## WHAT YOU WILL DO
List every town or settlement that the passage on Israeli democracy names.

## PROVIDED PASSAGE
Daniel Levy writes: Israeli democracy has come under a twin assault—the culmination of two long-term trends that appear to have reached a tipping point. And now, at the start of 2012, it is sadly unclear whether the democratic system in Israel will be robust enough to face down the threat (especially if Palestine remains under Israel’s nondemocratic tutelage).

The first part of that challenge to Israeli democracy relates to the ongoing friction between state and religion—the Jewish part of being a Jewish democratic state. Though never a majority in Israel, the orthodox and ultra-orthodox Haredim were granted a monopoly on all issues relating to personal status (marriage, divorce, burial, etc.); received exemptions from military service; and collected state funding for a separate school system and adult religious learning seminaries (such yeshivas further excused the Haredim from participation in the labor force). Over the years, high birthrates and communal cohesiveness increased Haredi clout, along with the group’s political appetite for legislating benefits for themselves and restrictions for others. The quid pro quo has seen an increasing strain placed on non-Haredi Israel, one that has too frequently spilled over into the politics of hate against the ultra-orthodox.

The Haredim still account for only about 10 percent of Israelis, but that belies the rapidly changing social demographics of the country: 25 percent of first-graders are Haredi and that ratio is increasing by 1 percent each year. There are new neighborhoods and towns (including the two fastest-growing settlements over the Green Line, Modin Illit and Beitar Illit) dedicated to Haredim. There is an assertive self-confidence, and occasional extremism, from elements of the Haredi community across a range of issues—from transportation on Sabbath to gender segregation on buses and streets in Haredi neighborhoods. The intercommunal clashes in the part-Haredi town of Bet Shemesh have dominated the headlines in Israel in recent days.

## GIVEN DATA
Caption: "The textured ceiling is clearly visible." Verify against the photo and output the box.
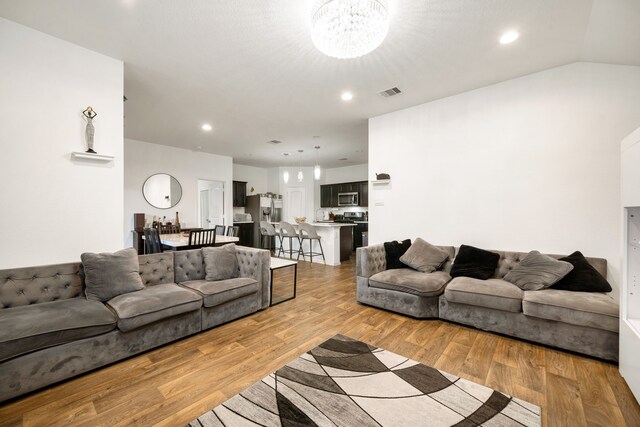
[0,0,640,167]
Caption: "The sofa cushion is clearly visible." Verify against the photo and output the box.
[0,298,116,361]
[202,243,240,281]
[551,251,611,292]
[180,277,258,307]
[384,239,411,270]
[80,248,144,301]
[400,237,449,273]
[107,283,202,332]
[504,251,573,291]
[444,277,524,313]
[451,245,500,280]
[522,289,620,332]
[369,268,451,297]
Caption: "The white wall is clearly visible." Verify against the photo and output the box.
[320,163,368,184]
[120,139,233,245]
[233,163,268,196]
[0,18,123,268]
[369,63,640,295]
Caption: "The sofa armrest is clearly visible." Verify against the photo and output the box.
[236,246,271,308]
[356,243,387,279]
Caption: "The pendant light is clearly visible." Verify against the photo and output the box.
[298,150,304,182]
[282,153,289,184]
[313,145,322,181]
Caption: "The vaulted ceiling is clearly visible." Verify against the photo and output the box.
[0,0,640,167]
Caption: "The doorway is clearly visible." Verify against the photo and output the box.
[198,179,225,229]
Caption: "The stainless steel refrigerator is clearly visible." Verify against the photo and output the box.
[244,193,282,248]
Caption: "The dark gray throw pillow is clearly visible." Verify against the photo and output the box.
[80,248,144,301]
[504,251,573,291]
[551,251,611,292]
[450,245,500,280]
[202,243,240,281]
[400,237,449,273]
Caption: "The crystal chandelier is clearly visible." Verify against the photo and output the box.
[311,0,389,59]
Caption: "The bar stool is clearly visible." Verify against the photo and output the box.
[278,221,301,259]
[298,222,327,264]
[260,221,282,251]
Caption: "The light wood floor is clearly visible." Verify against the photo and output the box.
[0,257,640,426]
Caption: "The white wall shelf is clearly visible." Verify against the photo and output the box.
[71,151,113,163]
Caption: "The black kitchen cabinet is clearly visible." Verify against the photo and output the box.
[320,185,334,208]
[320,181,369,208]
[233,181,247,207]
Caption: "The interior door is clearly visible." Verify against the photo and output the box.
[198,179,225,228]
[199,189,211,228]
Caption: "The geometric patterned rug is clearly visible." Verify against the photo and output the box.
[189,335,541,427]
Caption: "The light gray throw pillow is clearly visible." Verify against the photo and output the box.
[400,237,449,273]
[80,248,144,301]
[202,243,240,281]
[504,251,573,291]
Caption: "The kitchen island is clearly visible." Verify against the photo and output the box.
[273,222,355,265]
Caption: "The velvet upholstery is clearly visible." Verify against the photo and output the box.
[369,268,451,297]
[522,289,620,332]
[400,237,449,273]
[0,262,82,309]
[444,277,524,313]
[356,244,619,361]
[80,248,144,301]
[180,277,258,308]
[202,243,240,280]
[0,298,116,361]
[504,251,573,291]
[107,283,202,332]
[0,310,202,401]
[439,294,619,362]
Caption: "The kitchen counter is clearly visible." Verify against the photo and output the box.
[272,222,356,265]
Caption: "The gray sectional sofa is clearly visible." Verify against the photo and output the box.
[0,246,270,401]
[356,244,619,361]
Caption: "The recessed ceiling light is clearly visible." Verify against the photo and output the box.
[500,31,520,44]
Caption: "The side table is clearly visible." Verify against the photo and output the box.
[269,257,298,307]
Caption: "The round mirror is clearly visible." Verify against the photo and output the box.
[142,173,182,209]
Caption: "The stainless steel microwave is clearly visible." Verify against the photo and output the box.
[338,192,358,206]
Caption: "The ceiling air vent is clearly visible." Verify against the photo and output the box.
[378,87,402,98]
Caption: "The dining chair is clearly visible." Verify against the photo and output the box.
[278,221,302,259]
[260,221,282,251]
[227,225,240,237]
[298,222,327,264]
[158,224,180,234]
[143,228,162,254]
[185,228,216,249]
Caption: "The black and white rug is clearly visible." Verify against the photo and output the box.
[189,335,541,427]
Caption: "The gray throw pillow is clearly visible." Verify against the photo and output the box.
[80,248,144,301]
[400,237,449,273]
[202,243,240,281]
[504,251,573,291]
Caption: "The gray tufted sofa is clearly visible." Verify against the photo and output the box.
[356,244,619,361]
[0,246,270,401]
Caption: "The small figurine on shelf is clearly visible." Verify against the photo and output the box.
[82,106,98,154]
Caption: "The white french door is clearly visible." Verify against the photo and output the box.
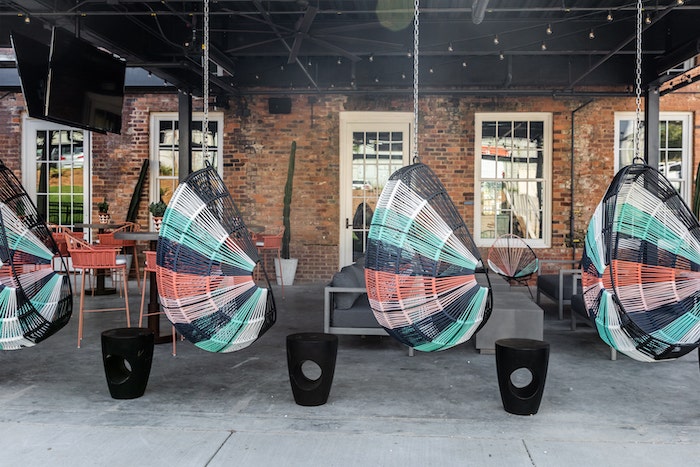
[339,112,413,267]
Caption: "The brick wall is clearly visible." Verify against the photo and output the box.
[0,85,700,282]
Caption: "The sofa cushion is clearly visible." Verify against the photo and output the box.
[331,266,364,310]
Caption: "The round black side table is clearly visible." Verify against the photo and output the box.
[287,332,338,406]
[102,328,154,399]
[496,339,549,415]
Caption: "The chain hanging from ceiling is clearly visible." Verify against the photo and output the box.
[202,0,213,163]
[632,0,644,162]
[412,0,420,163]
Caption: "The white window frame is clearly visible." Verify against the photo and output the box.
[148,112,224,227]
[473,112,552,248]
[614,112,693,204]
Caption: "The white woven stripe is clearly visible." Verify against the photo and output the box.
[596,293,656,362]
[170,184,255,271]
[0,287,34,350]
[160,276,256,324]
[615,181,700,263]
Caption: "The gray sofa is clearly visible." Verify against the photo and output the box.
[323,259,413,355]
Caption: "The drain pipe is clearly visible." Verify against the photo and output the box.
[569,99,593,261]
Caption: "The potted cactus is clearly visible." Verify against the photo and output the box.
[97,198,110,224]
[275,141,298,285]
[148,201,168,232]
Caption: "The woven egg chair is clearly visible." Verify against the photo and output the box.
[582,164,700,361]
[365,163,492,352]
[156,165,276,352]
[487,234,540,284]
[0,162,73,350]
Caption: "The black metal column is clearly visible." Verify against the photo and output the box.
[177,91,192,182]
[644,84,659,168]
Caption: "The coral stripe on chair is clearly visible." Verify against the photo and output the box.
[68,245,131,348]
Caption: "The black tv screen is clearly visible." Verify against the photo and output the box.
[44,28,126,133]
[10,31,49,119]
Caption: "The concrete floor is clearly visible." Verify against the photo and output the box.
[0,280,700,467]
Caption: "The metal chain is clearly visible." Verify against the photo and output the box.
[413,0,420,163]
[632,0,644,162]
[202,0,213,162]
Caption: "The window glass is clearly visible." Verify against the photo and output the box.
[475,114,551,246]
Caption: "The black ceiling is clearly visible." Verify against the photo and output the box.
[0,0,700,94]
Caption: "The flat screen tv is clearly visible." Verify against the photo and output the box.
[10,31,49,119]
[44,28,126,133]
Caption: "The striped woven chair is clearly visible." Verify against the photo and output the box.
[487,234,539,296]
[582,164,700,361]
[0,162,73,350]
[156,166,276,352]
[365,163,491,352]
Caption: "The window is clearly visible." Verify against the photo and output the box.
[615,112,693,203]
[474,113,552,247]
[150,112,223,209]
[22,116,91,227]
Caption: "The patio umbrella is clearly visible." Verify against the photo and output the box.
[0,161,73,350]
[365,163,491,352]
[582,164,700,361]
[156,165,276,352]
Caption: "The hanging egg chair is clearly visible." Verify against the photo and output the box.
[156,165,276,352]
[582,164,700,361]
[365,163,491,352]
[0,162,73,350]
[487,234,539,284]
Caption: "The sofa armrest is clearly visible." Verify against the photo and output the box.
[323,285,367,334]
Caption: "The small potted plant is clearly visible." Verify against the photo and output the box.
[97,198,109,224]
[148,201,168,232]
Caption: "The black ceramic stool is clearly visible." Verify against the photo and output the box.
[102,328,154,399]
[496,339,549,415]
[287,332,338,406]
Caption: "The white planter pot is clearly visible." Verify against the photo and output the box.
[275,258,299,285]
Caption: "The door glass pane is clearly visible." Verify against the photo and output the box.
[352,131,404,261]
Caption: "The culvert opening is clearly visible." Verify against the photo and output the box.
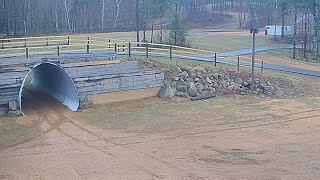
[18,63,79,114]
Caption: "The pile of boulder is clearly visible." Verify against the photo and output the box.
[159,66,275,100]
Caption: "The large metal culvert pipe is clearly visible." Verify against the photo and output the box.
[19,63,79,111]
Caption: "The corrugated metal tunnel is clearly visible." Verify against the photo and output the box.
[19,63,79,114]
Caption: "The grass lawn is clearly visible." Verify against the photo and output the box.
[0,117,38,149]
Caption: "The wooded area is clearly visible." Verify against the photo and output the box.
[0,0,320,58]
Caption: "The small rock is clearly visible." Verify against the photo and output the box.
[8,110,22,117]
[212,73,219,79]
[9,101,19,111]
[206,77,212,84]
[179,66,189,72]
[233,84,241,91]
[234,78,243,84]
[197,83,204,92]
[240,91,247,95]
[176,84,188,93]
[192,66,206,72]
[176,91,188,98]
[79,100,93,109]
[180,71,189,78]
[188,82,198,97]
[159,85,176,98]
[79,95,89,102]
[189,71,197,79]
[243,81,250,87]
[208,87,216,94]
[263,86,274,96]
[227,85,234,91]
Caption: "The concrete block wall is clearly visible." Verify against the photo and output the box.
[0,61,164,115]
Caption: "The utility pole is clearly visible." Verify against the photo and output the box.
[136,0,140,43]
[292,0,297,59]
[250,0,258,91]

==

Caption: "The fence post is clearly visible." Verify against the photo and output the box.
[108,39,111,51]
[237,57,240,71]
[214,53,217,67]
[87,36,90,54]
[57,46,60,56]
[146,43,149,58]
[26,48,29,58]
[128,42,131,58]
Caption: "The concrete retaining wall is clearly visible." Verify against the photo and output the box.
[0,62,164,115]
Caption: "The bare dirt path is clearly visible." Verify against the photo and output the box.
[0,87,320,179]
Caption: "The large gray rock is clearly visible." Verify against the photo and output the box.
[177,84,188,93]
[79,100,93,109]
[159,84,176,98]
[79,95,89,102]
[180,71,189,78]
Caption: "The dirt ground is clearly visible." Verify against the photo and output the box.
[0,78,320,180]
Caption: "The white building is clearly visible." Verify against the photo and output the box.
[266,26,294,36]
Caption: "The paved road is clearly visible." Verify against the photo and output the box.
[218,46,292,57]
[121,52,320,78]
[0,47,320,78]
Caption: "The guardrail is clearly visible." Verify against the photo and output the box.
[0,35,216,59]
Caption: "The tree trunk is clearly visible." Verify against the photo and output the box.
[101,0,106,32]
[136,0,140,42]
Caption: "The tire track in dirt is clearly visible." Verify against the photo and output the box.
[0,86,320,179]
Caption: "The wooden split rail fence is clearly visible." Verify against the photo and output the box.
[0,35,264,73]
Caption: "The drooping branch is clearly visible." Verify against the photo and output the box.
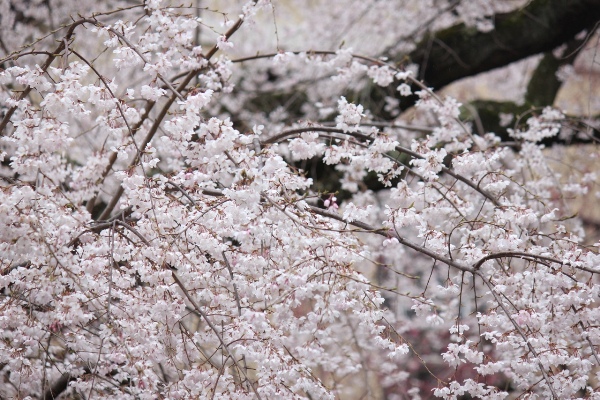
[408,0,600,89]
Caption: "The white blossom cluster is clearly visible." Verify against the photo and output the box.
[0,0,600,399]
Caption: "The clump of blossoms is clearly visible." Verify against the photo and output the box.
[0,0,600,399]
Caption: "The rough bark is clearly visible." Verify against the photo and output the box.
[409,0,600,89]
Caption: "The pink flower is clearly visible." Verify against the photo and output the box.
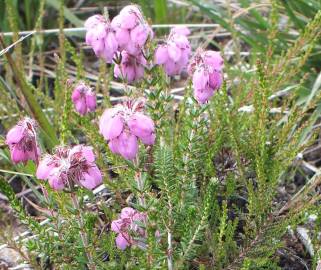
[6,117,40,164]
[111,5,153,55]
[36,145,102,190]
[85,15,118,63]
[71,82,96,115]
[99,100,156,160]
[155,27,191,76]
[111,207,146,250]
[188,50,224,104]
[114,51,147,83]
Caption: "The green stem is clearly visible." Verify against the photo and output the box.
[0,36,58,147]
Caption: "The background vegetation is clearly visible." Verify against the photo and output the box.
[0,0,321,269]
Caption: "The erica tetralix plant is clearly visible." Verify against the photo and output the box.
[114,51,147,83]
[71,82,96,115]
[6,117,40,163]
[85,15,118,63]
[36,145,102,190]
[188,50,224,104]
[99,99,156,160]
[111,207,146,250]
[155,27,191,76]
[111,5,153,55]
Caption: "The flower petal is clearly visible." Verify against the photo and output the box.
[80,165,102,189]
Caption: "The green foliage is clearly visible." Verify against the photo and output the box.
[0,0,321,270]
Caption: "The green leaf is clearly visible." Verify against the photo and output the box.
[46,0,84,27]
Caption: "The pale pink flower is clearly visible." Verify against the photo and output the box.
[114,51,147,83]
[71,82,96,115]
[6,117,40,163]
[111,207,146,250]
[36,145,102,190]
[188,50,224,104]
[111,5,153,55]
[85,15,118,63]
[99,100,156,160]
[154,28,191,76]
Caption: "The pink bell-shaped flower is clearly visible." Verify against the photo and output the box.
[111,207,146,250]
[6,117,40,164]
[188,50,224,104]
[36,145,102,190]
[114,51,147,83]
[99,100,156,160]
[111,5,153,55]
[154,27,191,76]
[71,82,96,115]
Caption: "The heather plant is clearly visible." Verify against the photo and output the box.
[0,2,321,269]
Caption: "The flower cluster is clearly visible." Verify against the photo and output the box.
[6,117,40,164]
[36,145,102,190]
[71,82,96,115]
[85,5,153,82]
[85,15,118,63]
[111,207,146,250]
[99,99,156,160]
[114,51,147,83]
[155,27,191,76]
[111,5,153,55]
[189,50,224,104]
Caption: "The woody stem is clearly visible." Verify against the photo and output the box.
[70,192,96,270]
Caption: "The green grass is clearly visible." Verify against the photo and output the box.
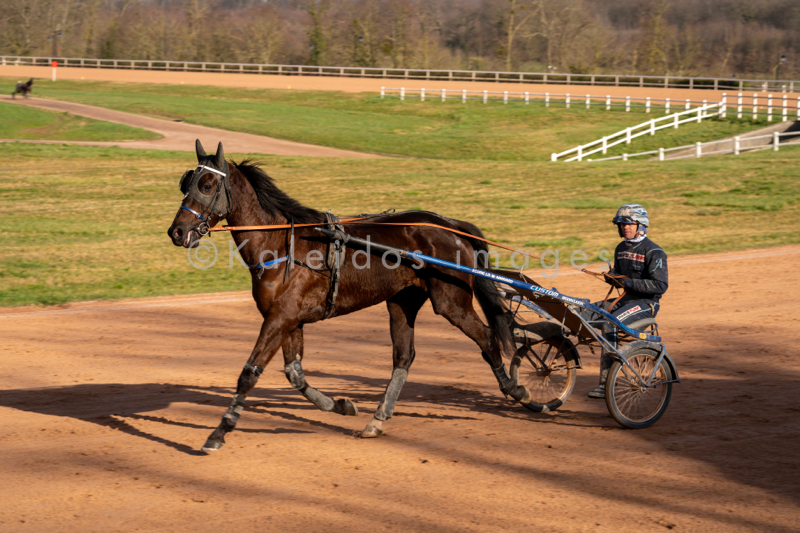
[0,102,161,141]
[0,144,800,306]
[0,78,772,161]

## ANSWER TO THE EXERCISE
Modin Illit, Beitar Illit, Bet Shemesh